Joint work with Aravind Gollakota, Adam R. Klivans and Konstantinos Stavropoulos.

**Speaker**: Andrew Ilyas

**Title**: Predicting and Optimizing the Behavior of Large-Scale Models**Abstract**: In this talk, we study the problem of estimating (and optimizing) the counterfactual behavior of large-scale ML models. We start by focusing on “data counterfactuals,” where the goal is to estimate the effect of modifying a training dataset on the resulting machine learning outputs. We introduce a method that almost perfectly estimates such counterfactuals (under a “smoothness” condition that we show is fundamental), and also unlocks some new possibilities in the design and evaluation of ML models.

Based on several joint works with collaborators at MIT, primarily Logan Engstrom.

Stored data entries
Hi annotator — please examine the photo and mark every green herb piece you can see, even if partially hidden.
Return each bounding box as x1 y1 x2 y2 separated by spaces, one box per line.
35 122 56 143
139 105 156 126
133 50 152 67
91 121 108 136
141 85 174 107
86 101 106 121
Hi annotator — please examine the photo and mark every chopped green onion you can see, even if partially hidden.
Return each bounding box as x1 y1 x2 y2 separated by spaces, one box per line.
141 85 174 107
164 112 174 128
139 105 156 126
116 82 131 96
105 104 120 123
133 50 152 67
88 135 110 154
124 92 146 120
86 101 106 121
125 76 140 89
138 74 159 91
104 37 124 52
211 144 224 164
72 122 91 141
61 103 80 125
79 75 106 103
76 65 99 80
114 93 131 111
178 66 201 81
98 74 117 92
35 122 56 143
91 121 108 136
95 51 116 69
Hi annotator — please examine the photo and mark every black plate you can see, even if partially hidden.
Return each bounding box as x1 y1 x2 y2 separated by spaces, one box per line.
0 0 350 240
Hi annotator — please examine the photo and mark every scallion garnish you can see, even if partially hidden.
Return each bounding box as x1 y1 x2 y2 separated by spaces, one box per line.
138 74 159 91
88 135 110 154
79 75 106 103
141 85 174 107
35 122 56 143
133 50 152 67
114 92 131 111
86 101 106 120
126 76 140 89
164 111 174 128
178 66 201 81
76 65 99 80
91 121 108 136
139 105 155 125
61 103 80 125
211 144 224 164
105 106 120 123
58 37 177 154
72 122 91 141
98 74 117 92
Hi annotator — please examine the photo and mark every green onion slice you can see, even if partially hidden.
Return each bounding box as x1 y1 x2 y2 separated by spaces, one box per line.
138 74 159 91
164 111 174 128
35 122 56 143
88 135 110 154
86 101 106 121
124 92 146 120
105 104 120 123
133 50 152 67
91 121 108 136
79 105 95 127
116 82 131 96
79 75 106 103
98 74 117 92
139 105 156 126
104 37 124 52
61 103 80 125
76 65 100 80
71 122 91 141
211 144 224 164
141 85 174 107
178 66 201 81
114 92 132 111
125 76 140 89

TASK TO COMPLETE
Return, word for word, the part of the talk announcement that opens with the words containing "Joint work with" and closes with "of ML models.". None of the items is required here.

TASK SOLUTION
Joint work with Aravind Gollakota, Adam R. Klivans and Konstantinos Stavropoulos.

**Speaker**: Andrew Ilyas

**Title**: Predicting and Optimizing the Behavior of Large-Scale Models**Abstract**: In this talk, we study the problem of estimating (and optimizing) the counterfactual behavior of large-scale ML models. We start by focusing on “data counterfactuals,” where the goal is to estimate the effect of modifying a training dataset on the resulting machine learning outputs. We introduce a method that almost perfectly estimates such counterfactuals (under a “smoothness” condition that we show is fundamental), and also unlocks some new possibilities in the design and evaluation of ML models.